Go through the listing and copy each line that has the string "black" in it.

********

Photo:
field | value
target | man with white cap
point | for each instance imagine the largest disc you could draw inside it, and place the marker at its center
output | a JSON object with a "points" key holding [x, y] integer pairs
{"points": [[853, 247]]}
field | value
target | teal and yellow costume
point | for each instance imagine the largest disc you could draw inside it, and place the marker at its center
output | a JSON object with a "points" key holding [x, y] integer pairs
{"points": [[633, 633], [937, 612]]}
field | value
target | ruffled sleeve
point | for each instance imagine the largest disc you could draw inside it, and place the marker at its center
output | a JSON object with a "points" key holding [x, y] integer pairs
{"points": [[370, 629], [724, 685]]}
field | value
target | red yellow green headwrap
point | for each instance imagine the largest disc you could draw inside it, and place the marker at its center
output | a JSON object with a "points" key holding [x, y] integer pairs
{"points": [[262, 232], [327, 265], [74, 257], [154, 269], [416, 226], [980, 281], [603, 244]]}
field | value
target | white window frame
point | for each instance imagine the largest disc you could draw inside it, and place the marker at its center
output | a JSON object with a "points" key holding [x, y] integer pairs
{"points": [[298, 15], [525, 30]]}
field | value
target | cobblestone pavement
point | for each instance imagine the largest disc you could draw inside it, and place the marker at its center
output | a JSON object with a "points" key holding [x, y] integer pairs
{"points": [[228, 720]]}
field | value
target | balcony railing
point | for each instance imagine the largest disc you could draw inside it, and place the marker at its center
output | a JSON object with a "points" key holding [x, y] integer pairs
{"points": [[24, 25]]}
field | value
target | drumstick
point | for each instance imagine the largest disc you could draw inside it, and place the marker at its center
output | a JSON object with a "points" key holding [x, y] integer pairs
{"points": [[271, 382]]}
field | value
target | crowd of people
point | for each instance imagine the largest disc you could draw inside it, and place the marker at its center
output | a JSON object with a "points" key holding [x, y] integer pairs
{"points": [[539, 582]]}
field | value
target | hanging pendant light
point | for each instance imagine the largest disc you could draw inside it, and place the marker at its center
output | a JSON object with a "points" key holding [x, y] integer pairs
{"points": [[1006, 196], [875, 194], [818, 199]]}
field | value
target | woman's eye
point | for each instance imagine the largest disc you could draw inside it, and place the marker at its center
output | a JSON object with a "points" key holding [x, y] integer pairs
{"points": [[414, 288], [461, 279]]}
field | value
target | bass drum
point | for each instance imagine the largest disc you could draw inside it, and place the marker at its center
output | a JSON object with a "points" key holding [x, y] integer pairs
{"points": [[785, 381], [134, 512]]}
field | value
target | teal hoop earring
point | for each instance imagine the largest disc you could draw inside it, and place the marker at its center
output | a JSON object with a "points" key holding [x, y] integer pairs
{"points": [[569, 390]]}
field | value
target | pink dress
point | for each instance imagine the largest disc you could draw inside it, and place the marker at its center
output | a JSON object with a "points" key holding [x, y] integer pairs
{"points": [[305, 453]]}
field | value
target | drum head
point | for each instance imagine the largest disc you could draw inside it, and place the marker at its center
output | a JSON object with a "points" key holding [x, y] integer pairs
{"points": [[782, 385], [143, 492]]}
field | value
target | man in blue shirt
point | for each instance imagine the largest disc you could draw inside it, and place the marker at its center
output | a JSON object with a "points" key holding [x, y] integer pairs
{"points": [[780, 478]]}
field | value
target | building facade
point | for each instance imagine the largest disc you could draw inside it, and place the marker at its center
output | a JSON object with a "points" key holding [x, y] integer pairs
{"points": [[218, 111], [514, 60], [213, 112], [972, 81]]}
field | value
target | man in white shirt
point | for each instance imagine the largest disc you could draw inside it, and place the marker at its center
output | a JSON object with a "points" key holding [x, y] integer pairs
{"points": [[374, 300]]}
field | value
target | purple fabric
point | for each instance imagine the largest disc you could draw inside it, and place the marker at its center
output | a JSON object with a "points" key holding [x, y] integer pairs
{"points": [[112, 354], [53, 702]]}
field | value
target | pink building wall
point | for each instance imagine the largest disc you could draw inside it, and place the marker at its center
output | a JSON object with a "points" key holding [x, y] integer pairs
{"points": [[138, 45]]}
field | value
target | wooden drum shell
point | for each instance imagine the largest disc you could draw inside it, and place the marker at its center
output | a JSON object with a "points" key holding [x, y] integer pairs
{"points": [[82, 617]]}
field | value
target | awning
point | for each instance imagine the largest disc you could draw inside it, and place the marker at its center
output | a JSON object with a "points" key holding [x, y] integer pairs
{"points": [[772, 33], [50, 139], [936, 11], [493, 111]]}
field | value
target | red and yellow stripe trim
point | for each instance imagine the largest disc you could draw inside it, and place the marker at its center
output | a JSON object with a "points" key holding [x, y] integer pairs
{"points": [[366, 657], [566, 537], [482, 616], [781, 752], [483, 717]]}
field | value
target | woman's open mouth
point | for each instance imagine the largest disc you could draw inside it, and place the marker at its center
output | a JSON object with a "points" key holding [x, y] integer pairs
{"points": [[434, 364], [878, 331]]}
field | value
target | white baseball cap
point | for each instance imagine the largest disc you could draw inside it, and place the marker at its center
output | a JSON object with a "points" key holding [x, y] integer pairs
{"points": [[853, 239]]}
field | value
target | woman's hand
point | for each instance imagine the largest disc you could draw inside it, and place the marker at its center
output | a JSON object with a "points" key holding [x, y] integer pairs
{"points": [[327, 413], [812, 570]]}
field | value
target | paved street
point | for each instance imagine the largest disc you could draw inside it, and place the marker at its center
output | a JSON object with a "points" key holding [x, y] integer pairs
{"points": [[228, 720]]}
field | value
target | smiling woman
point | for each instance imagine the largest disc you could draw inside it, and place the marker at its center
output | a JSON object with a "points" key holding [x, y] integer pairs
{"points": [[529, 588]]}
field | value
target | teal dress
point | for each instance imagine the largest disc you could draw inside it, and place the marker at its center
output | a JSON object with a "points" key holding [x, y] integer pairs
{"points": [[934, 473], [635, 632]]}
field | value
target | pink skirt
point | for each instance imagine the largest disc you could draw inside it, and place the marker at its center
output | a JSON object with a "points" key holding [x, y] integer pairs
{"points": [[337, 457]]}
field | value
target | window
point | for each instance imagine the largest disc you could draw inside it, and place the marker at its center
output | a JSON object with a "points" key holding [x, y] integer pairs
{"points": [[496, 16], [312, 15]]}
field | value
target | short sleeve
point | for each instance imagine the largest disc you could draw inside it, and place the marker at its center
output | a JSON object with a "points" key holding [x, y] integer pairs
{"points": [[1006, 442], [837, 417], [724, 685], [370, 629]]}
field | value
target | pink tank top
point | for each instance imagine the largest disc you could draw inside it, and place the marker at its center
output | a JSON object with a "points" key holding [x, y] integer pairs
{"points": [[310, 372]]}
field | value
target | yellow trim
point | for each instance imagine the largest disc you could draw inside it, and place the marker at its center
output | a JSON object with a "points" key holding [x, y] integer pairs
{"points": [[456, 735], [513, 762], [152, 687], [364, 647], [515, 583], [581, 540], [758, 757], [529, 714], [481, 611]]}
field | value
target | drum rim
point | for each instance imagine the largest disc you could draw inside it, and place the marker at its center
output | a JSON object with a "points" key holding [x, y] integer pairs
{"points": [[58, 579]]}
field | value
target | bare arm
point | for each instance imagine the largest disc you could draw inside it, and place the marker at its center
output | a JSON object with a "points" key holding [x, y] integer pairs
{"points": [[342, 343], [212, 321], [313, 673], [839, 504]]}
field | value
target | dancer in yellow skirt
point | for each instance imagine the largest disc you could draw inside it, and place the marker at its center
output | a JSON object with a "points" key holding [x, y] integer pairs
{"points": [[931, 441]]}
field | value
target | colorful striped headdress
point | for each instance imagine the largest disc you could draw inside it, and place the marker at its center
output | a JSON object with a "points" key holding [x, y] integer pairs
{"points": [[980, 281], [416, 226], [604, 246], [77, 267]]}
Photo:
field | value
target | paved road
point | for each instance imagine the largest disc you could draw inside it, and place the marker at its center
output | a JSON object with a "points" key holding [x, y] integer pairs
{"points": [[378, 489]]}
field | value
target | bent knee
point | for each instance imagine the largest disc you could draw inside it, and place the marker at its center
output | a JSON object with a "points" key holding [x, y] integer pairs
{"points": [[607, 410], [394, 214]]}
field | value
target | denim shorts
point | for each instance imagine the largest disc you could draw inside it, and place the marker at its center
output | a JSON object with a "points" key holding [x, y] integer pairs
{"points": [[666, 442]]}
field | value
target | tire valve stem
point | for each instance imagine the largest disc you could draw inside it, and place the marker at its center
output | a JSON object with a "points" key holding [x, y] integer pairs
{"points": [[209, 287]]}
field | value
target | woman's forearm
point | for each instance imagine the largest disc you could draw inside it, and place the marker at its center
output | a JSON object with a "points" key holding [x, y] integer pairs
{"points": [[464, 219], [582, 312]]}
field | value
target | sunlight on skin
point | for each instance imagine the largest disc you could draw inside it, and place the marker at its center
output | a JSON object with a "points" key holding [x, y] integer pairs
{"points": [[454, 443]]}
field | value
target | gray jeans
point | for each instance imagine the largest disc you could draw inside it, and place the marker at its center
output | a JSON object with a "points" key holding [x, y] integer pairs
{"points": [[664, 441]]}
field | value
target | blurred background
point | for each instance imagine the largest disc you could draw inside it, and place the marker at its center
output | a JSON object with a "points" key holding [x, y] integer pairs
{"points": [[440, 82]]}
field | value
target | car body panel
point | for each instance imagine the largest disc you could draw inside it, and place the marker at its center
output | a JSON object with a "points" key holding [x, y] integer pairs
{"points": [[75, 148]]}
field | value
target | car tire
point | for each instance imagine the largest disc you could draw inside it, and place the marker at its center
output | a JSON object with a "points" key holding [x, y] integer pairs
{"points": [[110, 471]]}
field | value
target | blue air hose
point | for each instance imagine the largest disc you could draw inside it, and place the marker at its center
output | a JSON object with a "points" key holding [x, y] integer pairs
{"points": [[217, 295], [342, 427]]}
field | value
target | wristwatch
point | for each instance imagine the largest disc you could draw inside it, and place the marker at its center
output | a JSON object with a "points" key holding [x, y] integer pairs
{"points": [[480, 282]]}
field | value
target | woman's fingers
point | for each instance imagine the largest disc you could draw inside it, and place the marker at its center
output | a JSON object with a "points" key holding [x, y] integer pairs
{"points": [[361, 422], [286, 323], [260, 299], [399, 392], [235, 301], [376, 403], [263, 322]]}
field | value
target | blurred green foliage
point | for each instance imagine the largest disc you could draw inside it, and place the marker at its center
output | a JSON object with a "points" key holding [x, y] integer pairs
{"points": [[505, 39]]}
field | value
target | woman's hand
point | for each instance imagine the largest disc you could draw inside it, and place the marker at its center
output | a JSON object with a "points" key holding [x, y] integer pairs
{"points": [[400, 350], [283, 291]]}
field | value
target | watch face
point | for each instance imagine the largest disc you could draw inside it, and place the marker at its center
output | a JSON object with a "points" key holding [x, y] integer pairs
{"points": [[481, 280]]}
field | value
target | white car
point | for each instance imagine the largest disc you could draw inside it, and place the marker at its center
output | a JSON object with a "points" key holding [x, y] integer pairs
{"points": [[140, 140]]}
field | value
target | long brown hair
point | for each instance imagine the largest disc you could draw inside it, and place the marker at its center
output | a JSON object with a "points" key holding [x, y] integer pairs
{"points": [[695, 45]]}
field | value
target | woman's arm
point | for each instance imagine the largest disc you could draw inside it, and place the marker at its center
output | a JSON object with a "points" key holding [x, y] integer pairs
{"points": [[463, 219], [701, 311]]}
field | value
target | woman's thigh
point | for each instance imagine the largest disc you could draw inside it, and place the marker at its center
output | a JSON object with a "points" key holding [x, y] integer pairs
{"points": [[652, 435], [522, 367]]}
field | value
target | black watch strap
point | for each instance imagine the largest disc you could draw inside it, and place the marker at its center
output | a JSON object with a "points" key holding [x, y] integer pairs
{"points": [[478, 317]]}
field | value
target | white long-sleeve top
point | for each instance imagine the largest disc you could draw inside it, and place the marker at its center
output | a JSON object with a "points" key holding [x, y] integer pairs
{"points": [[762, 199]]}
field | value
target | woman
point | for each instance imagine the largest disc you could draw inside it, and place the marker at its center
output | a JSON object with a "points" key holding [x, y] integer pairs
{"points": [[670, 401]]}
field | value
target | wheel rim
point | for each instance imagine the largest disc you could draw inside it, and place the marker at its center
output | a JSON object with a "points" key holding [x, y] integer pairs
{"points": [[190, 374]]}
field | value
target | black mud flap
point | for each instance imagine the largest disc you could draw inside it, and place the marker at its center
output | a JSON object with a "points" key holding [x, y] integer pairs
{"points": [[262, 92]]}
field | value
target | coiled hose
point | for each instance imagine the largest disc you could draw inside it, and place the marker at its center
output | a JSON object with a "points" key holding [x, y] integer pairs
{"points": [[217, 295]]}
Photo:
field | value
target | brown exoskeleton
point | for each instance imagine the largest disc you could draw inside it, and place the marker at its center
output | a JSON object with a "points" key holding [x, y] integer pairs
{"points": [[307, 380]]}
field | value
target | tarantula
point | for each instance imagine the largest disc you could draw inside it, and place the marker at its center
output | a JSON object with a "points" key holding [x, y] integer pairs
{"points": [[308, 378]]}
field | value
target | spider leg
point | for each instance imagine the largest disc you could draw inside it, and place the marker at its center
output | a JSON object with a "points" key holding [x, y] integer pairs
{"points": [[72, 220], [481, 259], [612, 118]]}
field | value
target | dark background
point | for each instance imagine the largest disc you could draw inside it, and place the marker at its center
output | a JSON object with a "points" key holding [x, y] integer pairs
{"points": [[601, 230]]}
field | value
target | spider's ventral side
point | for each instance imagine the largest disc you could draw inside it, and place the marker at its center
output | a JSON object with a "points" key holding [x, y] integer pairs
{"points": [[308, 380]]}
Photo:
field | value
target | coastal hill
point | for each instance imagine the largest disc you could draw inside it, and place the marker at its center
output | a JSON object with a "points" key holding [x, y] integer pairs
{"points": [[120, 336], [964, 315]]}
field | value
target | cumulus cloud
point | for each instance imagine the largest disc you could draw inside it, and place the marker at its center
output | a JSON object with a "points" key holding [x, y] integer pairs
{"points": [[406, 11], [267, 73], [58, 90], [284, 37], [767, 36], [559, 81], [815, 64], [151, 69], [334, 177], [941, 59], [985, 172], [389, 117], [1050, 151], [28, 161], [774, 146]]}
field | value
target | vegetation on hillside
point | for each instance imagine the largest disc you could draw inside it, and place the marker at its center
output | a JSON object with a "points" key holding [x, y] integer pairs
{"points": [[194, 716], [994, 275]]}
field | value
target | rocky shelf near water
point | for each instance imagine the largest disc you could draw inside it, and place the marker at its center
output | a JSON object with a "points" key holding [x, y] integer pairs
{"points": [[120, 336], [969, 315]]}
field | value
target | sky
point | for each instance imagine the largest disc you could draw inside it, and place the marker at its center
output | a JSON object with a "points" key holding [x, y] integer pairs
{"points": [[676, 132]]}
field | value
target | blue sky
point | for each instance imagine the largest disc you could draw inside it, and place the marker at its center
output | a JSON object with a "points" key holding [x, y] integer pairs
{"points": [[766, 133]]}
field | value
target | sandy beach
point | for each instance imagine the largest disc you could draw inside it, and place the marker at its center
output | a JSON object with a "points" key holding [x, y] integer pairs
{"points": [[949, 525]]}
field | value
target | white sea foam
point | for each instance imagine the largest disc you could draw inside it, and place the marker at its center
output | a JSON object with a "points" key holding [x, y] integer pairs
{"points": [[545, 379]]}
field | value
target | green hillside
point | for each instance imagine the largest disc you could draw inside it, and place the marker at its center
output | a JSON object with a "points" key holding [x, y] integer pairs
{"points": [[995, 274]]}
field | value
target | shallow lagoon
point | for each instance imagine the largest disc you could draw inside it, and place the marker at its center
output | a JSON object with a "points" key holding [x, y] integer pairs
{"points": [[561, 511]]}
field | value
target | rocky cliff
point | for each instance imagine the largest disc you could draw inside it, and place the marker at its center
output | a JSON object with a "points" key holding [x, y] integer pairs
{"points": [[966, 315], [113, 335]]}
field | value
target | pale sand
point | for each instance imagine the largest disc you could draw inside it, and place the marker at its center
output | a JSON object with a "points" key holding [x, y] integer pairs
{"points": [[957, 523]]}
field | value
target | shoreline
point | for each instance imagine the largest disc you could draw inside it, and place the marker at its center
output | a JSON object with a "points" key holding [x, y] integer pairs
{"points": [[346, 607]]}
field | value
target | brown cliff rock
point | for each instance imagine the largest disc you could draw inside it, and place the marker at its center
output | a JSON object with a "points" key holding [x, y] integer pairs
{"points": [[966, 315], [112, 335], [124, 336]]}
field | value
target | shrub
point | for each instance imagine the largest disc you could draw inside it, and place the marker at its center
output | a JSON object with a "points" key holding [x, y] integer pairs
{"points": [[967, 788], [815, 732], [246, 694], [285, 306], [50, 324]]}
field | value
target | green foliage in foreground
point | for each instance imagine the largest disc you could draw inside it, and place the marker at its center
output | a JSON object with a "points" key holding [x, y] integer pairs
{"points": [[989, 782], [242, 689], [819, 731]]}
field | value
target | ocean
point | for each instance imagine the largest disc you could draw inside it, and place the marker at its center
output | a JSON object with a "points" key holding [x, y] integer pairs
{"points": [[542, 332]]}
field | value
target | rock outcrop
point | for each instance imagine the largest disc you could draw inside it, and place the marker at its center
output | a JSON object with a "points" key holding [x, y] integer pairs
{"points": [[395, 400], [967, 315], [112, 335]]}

********

**EXERCISE ANSWER:**
target | black watch strap
target | black mud flap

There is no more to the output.